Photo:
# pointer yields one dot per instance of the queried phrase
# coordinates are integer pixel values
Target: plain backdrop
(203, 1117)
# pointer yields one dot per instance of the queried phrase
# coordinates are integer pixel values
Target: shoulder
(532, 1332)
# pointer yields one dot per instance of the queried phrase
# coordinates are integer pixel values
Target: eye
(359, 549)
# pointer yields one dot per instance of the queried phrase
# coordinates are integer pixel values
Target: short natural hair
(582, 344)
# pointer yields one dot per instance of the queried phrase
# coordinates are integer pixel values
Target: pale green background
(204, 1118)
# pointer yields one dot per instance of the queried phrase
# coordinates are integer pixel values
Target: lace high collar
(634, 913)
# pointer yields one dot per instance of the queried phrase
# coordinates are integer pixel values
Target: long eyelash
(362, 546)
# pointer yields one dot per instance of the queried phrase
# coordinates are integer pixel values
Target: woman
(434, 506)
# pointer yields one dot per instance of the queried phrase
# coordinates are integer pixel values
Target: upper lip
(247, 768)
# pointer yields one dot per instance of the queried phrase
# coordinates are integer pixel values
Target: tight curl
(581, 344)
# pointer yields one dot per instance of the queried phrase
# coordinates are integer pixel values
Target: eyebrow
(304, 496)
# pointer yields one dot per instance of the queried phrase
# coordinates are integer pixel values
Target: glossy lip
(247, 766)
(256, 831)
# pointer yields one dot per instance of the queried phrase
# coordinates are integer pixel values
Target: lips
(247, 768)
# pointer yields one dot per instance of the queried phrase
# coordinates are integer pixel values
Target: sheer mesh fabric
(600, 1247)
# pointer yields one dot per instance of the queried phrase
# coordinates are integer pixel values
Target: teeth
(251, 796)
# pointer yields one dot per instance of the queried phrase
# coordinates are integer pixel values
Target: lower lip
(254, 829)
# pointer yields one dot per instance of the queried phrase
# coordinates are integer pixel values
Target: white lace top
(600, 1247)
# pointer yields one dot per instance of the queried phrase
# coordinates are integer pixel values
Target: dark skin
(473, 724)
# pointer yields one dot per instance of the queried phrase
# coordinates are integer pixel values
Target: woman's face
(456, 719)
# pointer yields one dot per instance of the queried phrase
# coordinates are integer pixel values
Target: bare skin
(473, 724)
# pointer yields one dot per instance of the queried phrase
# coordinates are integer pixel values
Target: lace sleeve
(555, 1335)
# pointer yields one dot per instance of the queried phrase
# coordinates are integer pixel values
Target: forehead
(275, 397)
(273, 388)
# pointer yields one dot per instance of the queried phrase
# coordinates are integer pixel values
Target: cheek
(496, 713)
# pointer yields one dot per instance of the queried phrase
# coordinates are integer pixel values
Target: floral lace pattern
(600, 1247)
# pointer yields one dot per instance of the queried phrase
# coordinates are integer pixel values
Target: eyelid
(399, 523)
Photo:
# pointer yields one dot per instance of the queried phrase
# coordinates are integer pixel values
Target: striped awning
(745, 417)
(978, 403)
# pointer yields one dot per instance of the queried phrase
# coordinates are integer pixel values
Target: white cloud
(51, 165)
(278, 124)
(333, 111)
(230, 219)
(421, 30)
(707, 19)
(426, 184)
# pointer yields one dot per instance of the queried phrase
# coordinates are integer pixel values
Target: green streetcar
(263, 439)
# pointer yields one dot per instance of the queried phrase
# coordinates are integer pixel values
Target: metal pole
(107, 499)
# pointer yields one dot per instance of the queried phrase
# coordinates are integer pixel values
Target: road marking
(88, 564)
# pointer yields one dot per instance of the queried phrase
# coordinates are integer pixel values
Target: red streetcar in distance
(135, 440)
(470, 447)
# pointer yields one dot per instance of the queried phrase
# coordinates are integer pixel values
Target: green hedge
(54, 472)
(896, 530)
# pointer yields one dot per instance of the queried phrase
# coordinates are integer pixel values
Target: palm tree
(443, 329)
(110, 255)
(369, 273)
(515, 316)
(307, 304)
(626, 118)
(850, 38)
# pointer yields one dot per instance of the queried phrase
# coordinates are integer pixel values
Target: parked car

*Task description*:
Copy each line of the data above exactly as it appears.

*Output of the exercise*:
Photo:
# pointer yields one dot per instance of the queried phrase
# coordinates are integer pixel values
Target: plain backdrop
(203, 1117)
# pointer yields one dot per instance of the queried phrase
# coordinates are integer pixel values
Target: shoulder
(532, 1332)
# pointer yields one dot per instance of the queried phrase
# coordinates are integer pixel values
Target: eye
(359, 549)
# pointer yields one dot per instance of the queried phrase
# coordinates are integer pixel values
Target: short natural hair
(582, 344)
# pointer yields one dot per instance of the queried phrase
# coordinates are integer pixel values
Target: pale green background
(204, 1118)
# pointer yields one dot per instance of the queried phrase
# coordinates are integer pixel values
Target: lace high collar
(634, 913)
# pointer yields one dot per instance of the queried phrase
# coordinates are integer pixel values
Target: long eyelash
(362, 546)
# pointer yields one dot per instance of the queried phrase
# coordinates are integer pixel values
Target: woman
(434, 506)
# pointer yields one dot per instance of the queried phrase
# coordinates are integer pixel values
Target: upper lip
(247, 768)
# pointer yields one dot per instance of the queried phrase
# coordinates are integer pixel values
Target: tight curl
(581, 344)
# pointer yields one dot per instance of the queried phrase
# coordinates are integer pixel values
Target: eyebrow
(304, 496)
# pointer yields one dot per instance of the queried phrase
# coordinates are integer pixel values
Target: glossy lip
(247, 766)
(256, 831)
# pointer yields one dot per instance of the queried phrase
# coordinates are integer pixel values
Target: lips
(247, 768)
# pointer yields one dot per instance of the queried phrase
# coordinates are integer pixel values
Target: sheer mesh fabric
(600, 1247)
# pointer yields one dot per instance of the queried phrase
# coordinates are integer pixel values
Target: teeth
(251, 796)
# pointer yields one dot per instance of the queried phrase
# coordinates are integer pixel values
Target: lower lip
(254, 829)
# pointer yields one dot per instance of the queried phrase
# coordinates are integer pixel values
Target: white lace top
(600, 1247)
# pointer yields one dot per instance of the queried phrase
# coordinates are integer pixel values
Target: dark skin
(473, 724)
# pointer yields one dot per instance of the queried phrase
# coordinates are integer pixel values
Target: woman's face
(456, 719)
# pointer yields one dot per instance of the queried phrase
# coordinates are integer pixel values
Target: bare skin
(473, 724)
# pointer yields one dot per instance of the queried phrase
# coordinates are integer pixel values
Target: lace sleeve
(555, 1335)
# pointer yields one dot per instance of the queried phrase
# coordinates are integer pixel values
Target: forehead
(275, 397)
(273, 388)
# pointer yields one dot per instance of the queried phrase
# coordinates are integer pixel values
Target: cheek
(496, 713)
# pointer yields one dot per instance of the queried phrase
# coordinates are integer pixel values
Target: floral lace pattern
(600, 1247)
# pointer yields one dot per instance of the queried phrase
# coordinates are integer pixel values
Target: eyelid
(399, 523)
Photo:
# pointer yields one dot per instance of the queried phrase
# coordinates are integer pixel values
Target: striped awning
(745, 417)
(978, 403)
# pointer yields one dot per instance of the queried phrase
# coordinates are integer pixel values
Target: white cloud
(51, 165)
(278, 124)
(333, 111)
(230, 219)
(421, 30)
(707, 19)
(426, 184)
# pointer yields one dot per instance of the queried phrase
# coordinates are integer pixel values
Target: green streetcar
(263, 439)
# pointer yields one dot per instance of the queried phrase
# coordinates are integer pixel values
Target: metal pole
(107, 499)
# pointer yields one dot per instance of the queried phrase
# coordinates are integer pixel values
Target: road marking
(88, 564)
# pointer yields one dot per instance of the queried phrase
# coordinates are integer pixel values
Target: red streetcar in distance
(135, 440)
(470, 447)
# pointer yields one dot per instance of the queried phrase
# coordinates are integer pixel values
Target: green hedge
(54, 472)
(896, 530)
# pointer yields one dot per instance of the queried phrase
# coordinates are integer pixel values
Target: palm tree
(443, 329)
(110, 255)
(369, 273)
(515, 316)
(307, 304)
(626, 118)
(850, 38)
# pointer yields one dot per instance of the queried phrase
# coordinates are integer pixel values
Target: parked car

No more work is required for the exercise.